◆ What is being asked ◆
Copy out only those lines running from the line with "One point belongs on each instance of the overcast" to the end of the listing, keeping each one exactly as it is.

— begin Information provided —

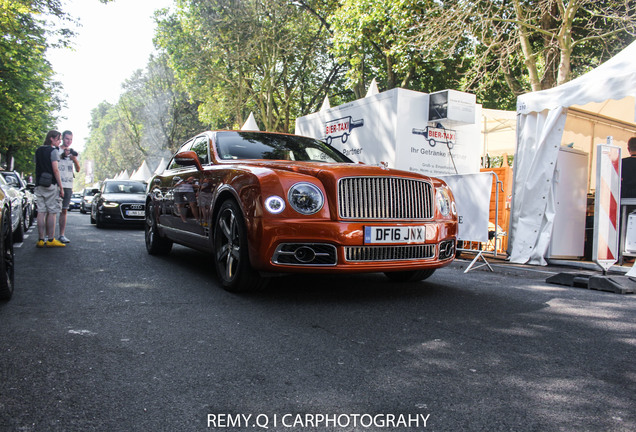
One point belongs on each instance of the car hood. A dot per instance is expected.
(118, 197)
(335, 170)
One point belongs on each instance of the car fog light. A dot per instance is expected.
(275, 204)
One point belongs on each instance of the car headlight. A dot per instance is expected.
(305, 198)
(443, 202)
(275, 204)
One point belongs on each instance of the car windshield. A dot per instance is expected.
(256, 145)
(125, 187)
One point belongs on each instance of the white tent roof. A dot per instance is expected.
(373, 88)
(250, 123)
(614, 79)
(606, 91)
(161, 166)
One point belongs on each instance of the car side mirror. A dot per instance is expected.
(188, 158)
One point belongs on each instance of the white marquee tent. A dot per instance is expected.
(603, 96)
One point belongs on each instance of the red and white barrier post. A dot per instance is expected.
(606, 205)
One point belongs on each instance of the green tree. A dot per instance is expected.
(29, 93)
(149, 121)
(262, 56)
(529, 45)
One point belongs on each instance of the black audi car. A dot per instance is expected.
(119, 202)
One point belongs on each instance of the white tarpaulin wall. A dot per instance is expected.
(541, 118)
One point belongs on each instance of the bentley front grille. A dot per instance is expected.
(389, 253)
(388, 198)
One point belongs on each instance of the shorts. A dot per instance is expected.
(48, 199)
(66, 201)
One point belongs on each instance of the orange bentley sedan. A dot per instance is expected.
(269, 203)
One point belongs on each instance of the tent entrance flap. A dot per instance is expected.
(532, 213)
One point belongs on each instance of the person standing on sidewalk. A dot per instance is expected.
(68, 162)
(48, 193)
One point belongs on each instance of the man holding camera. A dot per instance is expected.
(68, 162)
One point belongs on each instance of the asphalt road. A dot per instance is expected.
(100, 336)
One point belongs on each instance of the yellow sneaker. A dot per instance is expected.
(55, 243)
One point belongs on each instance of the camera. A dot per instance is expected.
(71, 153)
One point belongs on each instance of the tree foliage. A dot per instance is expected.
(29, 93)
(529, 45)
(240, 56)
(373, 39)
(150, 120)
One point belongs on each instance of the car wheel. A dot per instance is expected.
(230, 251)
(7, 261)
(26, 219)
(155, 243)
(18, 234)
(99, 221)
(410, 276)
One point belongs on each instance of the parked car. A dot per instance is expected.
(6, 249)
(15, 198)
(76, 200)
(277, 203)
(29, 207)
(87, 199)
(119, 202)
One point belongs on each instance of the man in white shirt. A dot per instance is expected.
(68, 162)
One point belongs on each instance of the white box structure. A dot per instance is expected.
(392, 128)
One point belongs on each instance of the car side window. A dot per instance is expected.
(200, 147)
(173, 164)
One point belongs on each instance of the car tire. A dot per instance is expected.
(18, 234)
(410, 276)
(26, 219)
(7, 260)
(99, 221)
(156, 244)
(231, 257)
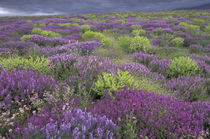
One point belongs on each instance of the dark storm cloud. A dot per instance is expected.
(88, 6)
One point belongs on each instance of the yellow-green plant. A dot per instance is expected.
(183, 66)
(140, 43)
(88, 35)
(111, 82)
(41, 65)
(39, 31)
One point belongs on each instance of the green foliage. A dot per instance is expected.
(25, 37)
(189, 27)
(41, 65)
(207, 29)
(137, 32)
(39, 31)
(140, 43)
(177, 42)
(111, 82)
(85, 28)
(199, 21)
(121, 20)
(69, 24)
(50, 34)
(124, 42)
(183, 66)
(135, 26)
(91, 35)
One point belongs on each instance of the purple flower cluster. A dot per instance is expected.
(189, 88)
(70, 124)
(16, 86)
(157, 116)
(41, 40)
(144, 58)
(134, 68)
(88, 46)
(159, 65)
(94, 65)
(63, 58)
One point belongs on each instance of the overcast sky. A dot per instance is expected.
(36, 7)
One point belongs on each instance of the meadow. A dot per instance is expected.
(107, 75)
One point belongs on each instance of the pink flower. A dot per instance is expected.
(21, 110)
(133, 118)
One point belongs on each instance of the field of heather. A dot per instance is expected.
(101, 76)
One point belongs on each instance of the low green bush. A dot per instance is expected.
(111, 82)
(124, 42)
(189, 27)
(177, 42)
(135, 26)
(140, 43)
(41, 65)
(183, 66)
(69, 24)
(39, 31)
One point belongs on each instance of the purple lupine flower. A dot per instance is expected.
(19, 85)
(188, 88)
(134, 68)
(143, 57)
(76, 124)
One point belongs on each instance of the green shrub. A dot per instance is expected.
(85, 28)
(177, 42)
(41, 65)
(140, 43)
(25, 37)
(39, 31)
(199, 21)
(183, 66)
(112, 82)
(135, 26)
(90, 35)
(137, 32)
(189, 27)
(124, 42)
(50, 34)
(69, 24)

— end Information provided —

◆ Problem solution ◆
One point belongs on each instance of the overcast sky. A dot per instance is expected.
(36, 7)
One point belongs on each instance of the meadow. A dot per instance is expected.
(107, 75)
One point belongs on each instance of the pink flower. A dot per instance is expected.
(21, 110)
(133, 118)
One point belongs on each instance of the field of heather. A dot per instance is expected.
(101, 76)
One point belongs on each instance of the low green bush. A dot per instance is expected.
(111, 82)
(124, 42)
(189, 27)
(177, 42)
(135, 26)
(140, 43)
(41, 65)
(183, 66)
(69, 24)
(39, 31)
One point belongs on each instance of the purple lupine flower. A dot per instance is expected.
(19, 85)
(188, 88)
(134, 68)
(143, 57)
(76, 124)
One point belongs on each instance of the green shrub. A dot per instance is expected.
(85, 28)
(177, 42)
(41, 65)
(140, 43)
(25, 37)
(39, 31)
(199, 21)
(183, 66)
(112, 82)
(135, 26)
(90, 35)
(137, 32)
(189, 27)
(124, 42)
(50, 34)
(69, 24)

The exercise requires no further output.